EXCERPT TO READ »
+ + + + +

Fight SAD with Creative Ideas

Change in the seasons can inspire us, make our hearts happy, but also can trigger a change in mood, including the onset of a form of depression called Seasonal Affective Disorder (SAD). Symptoms like nostalgia, sadness, depression, trouble waking up in the morning, especially when is still dark are often caused by Mother Nature and start around October and end up around April. If you are one the people who experience SAD , you are not alone. Every year one of four people go through some degree of this biological change. I am one of them.

Small lifestyle changes may help boost your spirit and bring your life to a some degree of a balance.

  1. Playing or listening to music may boost the effects of conventional treatment. Learn how to play an instrument, for example, allows depressed people to express themselves nonverbally when they can’t easily talk about how they feel. Listening to soothing music helps others relax so they’re better able to let go of feelings that are troubling.

+ + + + +

DATA SUPPLIED »
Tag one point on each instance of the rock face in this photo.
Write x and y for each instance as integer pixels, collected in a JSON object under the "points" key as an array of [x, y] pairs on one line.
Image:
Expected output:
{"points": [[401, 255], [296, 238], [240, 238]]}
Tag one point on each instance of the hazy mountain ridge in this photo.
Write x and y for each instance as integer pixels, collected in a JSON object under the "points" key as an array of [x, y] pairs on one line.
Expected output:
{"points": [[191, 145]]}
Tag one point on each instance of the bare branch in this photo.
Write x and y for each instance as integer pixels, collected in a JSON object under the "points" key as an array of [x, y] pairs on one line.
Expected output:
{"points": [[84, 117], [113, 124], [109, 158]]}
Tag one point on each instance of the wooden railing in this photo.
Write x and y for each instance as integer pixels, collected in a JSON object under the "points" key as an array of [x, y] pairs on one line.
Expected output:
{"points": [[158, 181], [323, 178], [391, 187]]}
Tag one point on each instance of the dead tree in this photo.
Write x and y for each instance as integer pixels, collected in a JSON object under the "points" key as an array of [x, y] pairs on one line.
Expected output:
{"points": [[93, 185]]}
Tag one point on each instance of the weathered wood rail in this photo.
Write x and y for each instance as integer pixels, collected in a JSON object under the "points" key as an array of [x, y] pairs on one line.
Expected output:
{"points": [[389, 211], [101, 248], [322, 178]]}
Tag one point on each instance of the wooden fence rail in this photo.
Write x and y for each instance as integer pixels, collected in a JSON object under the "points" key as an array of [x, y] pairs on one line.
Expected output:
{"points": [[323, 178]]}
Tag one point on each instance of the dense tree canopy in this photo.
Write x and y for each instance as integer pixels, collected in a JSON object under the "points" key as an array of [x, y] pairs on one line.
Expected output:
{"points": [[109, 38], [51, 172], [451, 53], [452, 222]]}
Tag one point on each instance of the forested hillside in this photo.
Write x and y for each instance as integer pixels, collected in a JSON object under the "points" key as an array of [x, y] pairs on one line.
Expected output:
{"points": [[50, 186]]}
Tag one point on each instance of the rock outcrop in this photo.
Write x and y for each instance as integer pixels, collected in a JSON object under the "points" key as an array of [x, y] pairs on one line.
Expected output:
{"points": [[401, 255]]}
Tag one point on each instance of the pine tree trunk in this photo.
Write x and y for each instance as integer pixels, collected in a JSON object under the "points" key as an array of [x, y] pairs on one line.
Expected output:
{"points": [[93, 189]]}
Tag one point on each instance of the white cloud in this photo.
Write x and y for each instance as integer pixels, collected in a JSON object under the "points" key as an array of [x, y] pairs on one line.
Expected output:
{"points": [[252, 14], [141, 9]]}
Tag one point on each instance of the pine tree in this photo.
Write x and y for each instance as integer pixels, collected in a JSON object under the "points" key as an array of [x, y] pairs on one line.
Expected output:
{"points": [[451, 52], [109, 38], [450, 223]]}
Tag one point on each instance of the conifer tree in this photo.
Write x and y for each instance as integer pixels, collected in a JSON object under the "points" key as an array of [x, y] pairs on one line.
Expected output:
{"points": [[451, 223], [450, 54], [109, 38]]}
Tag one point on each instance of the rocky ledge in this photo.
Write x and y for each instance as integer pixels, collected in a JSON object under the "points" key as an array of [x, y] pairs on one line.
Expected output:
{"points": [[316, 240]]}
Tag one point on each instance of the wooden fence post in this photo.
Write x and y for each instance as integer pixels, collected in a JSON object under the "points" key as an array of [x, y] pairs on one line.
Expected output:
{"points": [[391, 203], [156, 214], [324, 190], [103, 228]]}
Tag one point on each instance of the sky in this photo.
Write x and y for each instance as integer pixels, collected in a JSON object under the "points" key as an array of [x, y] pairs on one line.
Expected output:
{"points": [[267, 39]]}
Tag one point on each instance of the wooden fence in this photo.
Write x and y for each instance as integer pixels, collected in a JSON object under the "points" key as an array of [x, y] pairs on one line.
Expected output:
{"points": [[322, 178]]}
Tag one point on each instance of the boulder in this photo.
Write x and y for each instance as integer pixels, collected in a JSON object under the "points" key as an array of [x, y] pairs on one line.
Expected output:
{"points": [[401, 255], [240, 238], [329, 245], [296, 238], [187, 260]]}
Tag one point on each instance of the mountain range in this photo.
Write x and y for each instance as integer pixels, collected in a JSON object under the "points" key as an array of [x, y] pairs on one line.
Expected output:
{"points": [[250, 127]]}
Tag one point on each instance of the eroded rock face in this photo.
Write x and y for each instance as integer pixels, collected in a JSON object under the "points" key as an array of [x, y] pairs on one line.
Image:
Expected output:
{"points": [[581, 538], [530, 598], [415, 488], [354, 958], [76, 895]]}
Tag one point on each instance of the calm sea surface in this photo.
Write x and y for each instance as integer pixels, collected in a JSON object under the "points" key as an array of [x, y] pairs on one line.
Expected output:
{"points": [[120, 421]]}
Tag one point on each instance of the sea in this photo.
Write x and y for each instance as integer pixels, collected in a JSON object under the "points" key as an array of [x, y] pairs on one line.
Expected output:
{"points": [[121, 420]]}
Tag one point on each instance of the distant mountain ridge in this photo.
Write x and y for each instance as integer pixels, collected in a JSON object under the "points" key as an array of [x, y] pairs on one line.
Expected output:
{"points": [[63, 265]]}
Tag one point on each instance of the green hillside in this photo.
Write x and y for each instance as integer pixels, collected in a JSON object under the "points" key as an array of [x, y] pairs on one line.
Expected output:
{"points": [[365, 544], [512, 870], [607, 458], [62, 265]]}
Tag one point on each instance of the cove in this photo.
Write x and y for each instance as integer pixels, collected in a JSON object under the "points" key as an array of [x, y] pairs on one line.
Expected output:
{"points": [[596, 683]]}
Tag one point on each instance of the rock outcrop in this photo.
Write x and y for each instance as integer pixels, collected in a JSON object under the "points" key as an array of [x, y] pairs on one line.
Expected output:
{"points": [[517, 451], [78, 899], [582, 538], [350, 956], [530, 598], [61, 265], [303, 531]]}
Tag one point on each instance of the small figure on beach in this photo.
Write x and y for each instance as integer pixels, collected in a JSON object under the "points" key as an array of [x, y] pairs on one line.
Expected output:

+ + + + +

QUESTIONS »
A – Reproduce the stretch of the SAD article from "Change in the" through "of a balance." word for word.
B – Continue the article on fighting seasonal affective disorder from the point where it stops.

ANSWERS »
A –
Change in the seasons can inspire us, make our hearts happy, but also can trigger a change in mood, including the onset of a form of depression called Seasonal Affective Disorder (SAD). Symptoms like nostalgia, sadness, depression, trouble waking up in the morning, especially when is still dark are often caused by Mother Nature and start around October and end up around April. If you are one the people who experience SAD , you are not alone. Every year one of four people go through some degree of this biological change. I am one of them.

Small lifestyle changes may help boost your spirit and bring your life to a some degree of a balance.

B –
  2. Surround yourself with bright colors. Choosing the right colors can impact subliminally and positively on the subconscious minds. Discover the world of colors and dive into it. This experience can enrich our emotions, our relationships and our lives.
  3. Treat Depression With Art. Art Therapy is often used to help treat depression. Through creative expression, painting, woodworking, sewing, scrapbooking, and many other forms of Art are used to treat those experiencing depression. It offers a therapeutic effect, building self esteem and empowering self healing. It is liberating to express yourself by using creative talents through painting, drawing and other forms of Art. Art therapy has been found to have a positive impact on treating depression. Becoming completely involved in expressing creativity helps lift depression, therefore, offers healing. Join a art studio group, learn new artistic skills, get involved in art and crafts shows 9not only a good source of extra income but an opportunity to meet people with similar interests.
  4. Help others. Ladling out soup at the local shelter or volunteering your time can improve mental health and life satisfaction.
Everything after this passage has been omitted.